What's needed: every entry, printed exactly, minus the images.

-- Available data follows --

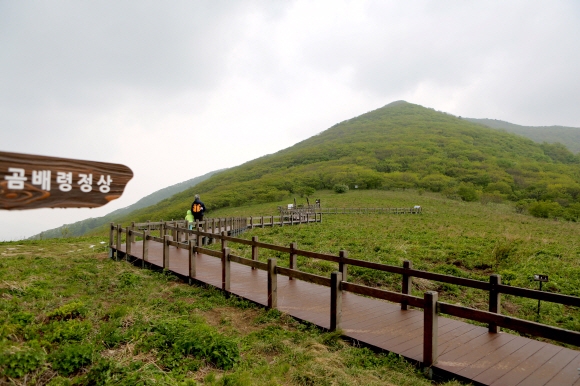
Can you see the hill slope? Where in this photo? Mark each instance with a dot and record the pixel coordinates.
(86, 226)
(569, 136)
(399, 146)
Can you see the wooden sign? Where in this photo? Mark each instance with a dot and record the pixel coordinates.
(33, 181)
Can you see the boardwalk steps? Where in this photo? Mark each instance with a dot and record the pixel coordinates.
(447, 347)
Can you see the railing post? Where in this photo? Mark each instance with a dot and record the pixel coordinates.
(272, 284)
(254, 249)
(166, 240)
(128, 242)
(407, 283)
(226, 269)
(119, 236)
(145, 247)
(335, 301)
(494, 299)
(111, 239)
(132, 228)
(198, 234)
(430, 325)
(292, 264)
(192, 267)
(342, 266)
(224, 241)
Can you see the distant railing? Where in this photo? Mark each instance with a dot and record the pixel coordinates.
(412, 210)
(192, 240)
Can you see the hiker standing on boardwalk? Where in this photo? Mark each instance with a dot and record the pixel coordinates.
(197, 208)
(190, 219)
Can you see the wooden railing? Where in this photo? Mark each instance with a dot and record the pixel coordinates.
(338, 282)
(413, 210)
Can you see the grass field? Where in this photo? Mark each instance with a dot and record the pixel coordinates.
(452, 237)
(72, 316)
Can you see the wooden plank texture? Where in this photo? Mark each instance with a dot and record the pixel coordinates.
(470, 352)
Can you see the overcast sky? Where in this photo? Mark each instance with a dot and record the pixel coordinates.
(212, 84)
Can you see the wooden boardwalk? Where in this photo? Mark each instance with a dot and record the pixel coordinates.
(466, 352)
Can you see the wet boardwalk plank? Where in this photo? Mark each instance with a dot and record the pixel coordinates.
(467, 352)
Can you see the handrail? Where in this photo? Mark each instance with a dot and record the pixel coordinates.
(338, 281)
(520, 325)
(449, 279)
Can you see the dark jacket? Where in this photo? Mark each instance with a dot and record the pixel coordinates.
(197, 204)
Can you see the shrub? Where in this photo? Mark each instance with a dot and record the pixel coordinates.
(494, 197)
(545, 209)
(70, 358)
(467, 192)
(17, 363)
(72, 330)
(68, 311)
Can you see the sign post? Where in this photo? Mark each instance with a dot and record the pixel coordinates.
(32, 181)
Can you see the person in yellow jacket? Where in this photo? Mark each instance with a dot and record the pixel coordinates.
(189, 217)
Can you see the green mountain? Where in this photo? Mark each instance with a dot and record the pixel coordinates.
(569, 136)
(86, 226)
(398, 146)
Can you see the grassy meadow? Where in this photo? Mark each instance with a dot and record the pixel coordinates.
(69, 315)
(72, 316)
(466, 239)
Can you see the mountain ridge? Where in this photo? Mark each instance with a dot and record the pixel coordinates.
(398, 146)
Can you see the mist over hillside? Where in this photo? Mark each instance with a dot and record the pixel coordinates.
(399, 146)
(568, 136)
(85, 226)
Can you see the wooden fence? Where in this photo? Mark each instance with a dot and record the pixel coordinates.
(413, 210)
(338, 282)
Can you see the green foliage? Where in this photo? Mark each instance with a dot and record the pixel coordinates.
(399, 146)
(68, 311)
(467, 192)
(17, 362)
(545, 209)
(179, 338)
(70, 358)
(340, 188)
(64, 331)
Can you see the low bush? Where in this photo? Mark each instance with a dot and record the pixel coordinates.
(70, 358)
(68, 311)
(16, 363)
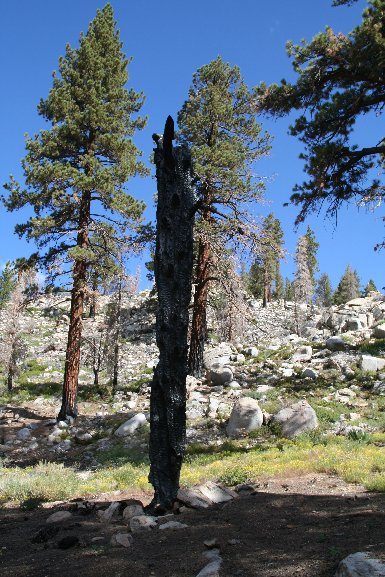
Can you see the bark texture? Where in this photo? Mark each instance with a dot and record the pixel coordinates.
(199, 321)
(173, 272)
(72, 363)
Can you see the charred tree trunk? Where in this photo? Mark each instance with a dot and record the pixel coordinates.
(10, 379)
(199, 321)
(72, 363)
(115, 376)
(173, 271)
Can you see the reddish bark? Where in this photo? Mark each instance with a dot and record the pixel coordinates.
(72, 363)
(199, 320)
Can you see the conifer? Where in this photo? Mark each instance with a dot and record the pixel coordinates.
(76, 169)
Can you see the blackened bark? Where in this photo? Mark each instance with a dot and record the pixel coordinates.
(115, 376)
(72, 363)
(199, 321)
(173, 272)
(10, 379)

-- Available data concluded --

Answer to the exercise »
Can you see the hill slope? Where in this photo? Mark each instance with a dot and record the pixel coordinates.
(86, 226)
(569, 136)
(399, 146)
Can you see the wooden sign? Where in this photo? Mark each instance with a dot and record the pixel coordinates.
(33, 181)
Can you see the boardwalk steps? Where in this photo? Mark each instance with a dot and record the pixel coordinates.
(447, 347)
Can you see the railing post? Where in this photo? Mark each instance with a dot and record the pixel coordinates.
(272, 284)
(254, 249)
(166, 240)
(128, 242)
(407, 283)
(226, 269)
(119, 236)
(145, 247)
(335, 301)
(494, 299)
(111, 239)
(132, 228)
(198, 234)
(430, 325)
(292, 264)
(192, 267)
(342, 266)
(224, 241)
Can you see the distant railing? Where in this photo? Mark each instance with a dot and record the pixel coordinates.
(412, 210)
(192, 240)
Can you see the hiker standing on boardwalk? Where in this photo? Mark each instance with a dot and record the pixel coordinates.
(197, 208)
(190, 219)
Can you see the wooden railing? Where in this photo? Mark each instance with a dot and record the pixel coordinates.
(338, 282)
(413, 210)
Can you see the grass field? Where in this photo? Mark each instance with a dot and record the pixel coordinates.
(452, 237)
(72, 316)
Can you see the wooden plank texture? Where in this photo? Mark each instance with a dot and record the pixel coordinates.
(470, 352)
Can you see the overcast sky? Where in this photo? Mark each instance with a dot and record the pixel coordinates.
(212, 84)
Can you see the wooden boardwalk? Where in this photo? Mark each instance with a dot and record the pixel coordinates.
(466, 352)
Can you see the wet boardwalk plank? Where in this photo? Mark each instance with a dot and record the pixel coordinates.
(467, 352)
Can you see the handrail? Where in this photo? Mark each instance with a dot and record the pixel coordinates.
(338, 281)
(520, 325)
(449, 279)
Can you see the dark jacket? Where in this photo? Mark each instance with a dot and record the pixel coordinates.
(197, 204)
Can you see the shrub? Where in this photo? Mark each instance with a dot and record the pixel coordinates.
(494, 197)
(545, 209)
(70, 358)
(467, 192)
(17, 363)
(72, 330)
(68, 311)
Can you see the sign post? Where in this photo? Mark each instance with a dot and record the pixel coordinates.
(32, 181)
Can you see the person in yellow jacket? Where in this photo? Mark each instance with a dot and record the pixel coordinates.
(189, 217)
Can you see the green mountain? Where in this photo? Mark each instance with a dot and record the pixel coordinates.
(569, 136)
(86, 226)
(398, 146)
Can you see the grassy meadow? Where in this photo? Mark each instance with a dot and record the pixel coordinates.
(69, 315)
(72, 316)
(466, 239)
Can you see the mountain ridge? Where in this photo? Mark each instance with a dot and record the pixel coordinates.
(398, 146)
Can you see the mist over hillside? Where in this photo? Mark each instance with a dot and record the pixel coordinates.
(399, 146)
(568, 136)
(85, 226)
Can you see the wooden fence? Where in this photo? Mark each instance with a dot and record the pixel coordinates.
(413, 210)
(338, 282)
Can you see the green foliage? Where in this photo? Mark each instance with a dot and record the pixel coordinates.
(399, 146)
(68, 311)
(467, 192)
(17, 362)
(545, 209)
(179, 338)
(70, 358)
(340, 188)
(64, 331)
Can you see the low bush? Where in this photo? Mark each instance with a dot and record the pixel coordinates.
(70, 358)
(68, 311)
(16, 363)
Can you see the bark texture? Where in this photo? Mark each instance with a dot and record the pixel coordinates.
(199, 321)
(173, 272)
(72, 363)
Can you see the charred tree trunk? Where in this photo? Mark each instance with a dot and record the pixel coordinates.
(10, 379)
(199, 321)
(72, 363)
(115, 376)
(173, 271)
Can you see the reddish bark? Where in this photo? Mark each instance with a dot and record the pixel coordinates.
(72, 363)
(199, 320)
Can you see the conifer? Where in this photo? Mark each instance with a dot and record the pixel coordinates.
(76, 169)
Can you see the blackened bark? Where in this photo? Mark each instance with a dot and record the pixel coordinates.
(115, 376)
(72, 363)
(199, 321)
(173, 272)
(10, 379)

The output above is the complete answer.